Start of Records shown
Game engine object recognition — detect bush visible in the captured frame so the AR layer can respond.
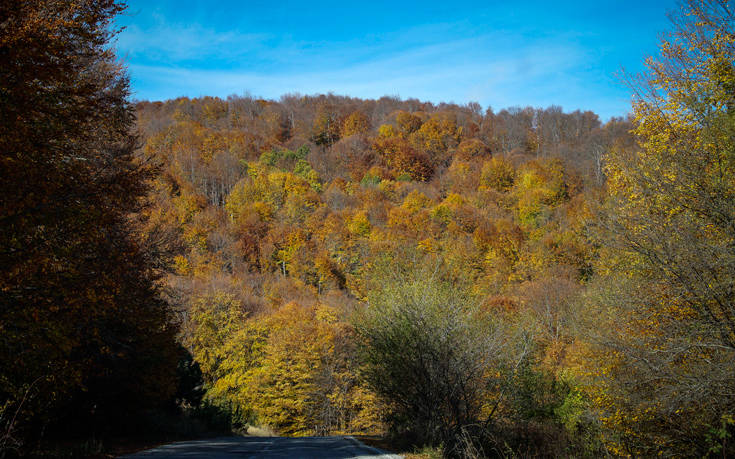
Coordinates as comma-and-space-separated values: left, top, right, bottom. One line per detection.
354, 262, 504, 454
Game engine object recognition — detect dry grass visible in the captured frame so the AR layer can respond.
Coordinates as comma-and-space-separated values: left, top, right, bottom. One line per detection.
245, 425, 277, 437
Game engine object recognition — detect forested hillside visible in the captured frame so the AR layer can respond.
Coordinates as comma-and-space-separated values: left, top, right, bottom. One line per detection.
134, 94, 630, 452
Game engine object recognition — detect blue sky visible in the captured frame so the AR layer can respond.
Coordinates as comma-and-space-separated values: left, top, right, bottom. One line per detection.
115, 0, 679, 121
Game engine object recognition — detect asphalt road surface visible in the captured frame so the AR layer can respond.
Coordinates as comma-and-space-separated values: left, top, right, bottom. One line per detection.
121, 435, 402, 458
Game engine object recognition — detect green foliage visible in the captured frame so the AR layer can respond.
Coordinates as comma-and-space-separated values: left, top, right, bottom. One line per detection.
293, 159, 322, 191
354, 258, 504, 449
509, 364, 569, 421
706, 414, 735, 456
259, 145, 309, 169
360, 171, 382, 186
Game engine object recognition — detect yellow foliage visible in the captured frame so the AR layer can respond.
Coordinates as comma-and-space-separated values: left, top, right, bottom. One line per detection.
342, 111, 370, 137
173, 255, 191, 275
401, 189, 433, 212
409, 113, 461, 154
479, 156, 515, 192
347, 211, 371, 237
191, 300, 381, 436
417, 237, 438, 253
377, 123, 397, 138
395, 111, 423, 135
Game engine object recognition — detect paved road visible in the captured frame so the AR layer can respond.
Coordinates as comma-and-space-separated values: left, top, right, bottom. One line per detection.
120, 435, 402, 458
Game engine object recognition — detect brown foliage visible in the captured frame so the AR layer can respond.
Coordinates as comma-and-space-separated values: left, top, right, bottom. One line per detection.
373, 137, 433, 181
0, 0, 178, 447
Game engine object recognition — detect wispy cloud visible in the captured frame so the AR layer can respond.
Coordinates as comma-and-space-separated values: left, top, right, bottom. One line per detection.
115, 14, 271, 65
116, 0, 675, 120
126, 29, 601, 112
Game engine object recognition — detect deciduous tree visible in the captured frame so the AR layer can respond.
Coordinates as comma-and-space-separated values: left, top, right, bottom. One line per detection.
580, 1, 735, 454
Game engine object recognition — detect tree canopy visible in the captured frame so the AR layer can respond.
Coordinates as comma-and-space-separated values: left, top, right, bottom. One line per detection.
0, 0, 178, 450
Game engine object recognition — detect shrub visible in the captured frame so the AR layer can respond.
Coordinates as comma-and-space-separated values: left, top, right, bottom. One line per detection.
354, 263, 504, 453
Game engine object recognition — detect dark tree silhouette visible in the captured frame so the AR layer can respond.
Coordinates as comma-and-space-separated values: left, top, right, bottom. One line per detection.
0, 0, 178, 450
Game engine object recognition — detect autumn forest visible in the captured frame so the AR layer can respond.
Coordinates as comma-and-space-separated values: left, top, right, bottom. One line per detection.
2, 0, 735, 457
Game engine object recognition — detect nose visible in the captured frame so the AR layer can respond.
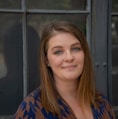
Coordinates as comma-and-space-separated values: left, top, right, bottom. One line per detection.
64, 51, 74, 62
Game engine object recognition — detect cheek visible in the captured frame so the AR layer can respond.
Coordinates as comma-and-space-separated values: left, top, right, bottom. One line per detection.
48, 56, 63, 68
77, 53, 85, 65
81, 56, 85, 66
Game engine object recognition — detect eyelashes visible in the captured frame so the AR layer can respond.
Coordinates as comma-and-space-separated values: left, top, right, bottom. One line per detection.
End of Records shown
Action item.
In the copy, include no pictures; otherwise transcribe the entries exactly.

Response to the exercise.
Game engine object recognition — detect bush visible in the captured frame so the AR layer can respond.
Coordinates as comma-and-space-separated values: left, top, right, bottom. One line per detection.
354, 262, 504, 454
Game engine object recognition — detect dry grass visible in the captured frame so the AR layer can respond.
Coordinates as comma-and-space-separated values: left, top, right, bottom. One line per detection.
245, 425, 277, 437
Game engine object recognition — detect forested hillside visible in the captured frame so the AR layer can respond.
Coordinates as comma-and-space-separated values: left, top, right, bottom. One line per detection.
134, 94, 630, 452
Game engine object recognition — detect blue sky visible in the captured frame so the AR layer can respond.
Coordinates as comma-and-space-separated values: left, top, right, bottom. One line per detection.
115, 0, 679, 121
Game engine object recognition — detect asphalt road surface visible in the captured frame so the AR layer can respond.
Coordinates as comma-and-space-separated values: left, top, right, bottom. One line per detection.
121, 435, 402, 458
Game engine object recognition — detect green foliage visible in the captured frame so the AR layer can respond.
Coordinates as comma-and-space-separated values: left, top, right, bottom. One line per detection.
293, 159, 322, 191
354, 258, 504, 449
509, 364, 569, 421
706, 414, 735, 456
259, 145, 309, 169
360, 171, 382, 186
Game engine object recognition — detect yellow foliage visible in the captured frame so the AR layer can respond.
Coordinates as comma-and-space-separated values: left, top, right, bottom. One line per detection.
342, 111, 370, 137
173, 255, 191, 275
401, 189, 433, 212
409, 113, 461, 154
479, 156, 515, 192
347, 211, 371, 237
191, 300, 381, 436
417, 237, 438, 253
377, 123, 397, 138
395, 111, 423, 135
Game engine object recognition — detect paved road visible in the captured frame so the AR layer can respond.
Coordinates as comma-and-space-separated values: left, top, right, bottom. One line per detection.
120, 435, 402, 458
Game engine object recognition — detect brown foliage visible in the captured frame so the AR layer can respond.
Coordinates as comma-and-space-separated values: left, top, right, bottom. One line per detection.
373, 137, 433, 181
0, 0, 178, 447
Game engine object recognition — detect wispy cloud visible in the captured frame so the AR layer can respond.
Coordinates as comma-and-space-separated values: left, top, right, bottom. One line per detection.
115, 14, 271, 65
116, 0, 675, 120
126, 29, 601, 112
Game engine object recognition — detect deciduous tree visible in the captured frame so the AR layer can respond.
Coordinates as comma-and-space-separated values: left, top, right, bottom. One line per detection.
580, 1, 735, 454
Game engine object recognition — detect tree canopy visible in the captured frame so the AR layer can respond.
Coordinates as comma-and-space-separated values: left, top, right, bottom. One line per detection.
0, 0, 178, 450
Game engine object recognition — detect shrub visible in the captured frame so the AR layer can respond.
Coordinates as comma-and-space-separated values: left, top, right, bottom. One line per detection.
354, 263, 504, 453
Game engine object recognition — detect dark tree silhouette visible in the captured frame so the AR layer can respond.
Coordinates as comma-and-space-separated values: left, top, right, bottom. One line per detection.
0, 0, 178, 450
Game engine object recognition — detect autumn forest visible in the captured frame so the AR layer can respond.
Coordinates as comma-and-space-separated values: left, top, right, bottom. One line per detection.
2, 0, 735, 457
Game engine object recognition — detect nose visible in the captured frame so the AR layer can respond.
Coordinates as comma-and-space-separated values: left, top, right, bottom. One line per detection.
64, 51, 74, 62
Game engine object recognition — detect cheek visible in the captured frame so the AR layer can respond.
Coordinates as comma-and-space-separated values: left, top, right, bottom. One line per detection.
48, 56, 63, 68
77, 53, 85, 65
81, 56, 85, 66
Game engine object recognition — detect eyelashes visible in the captured frame so the AR layer can respond.
Coordinates as comma-and-space-separated values: left, top, right, bottom. One line per detection.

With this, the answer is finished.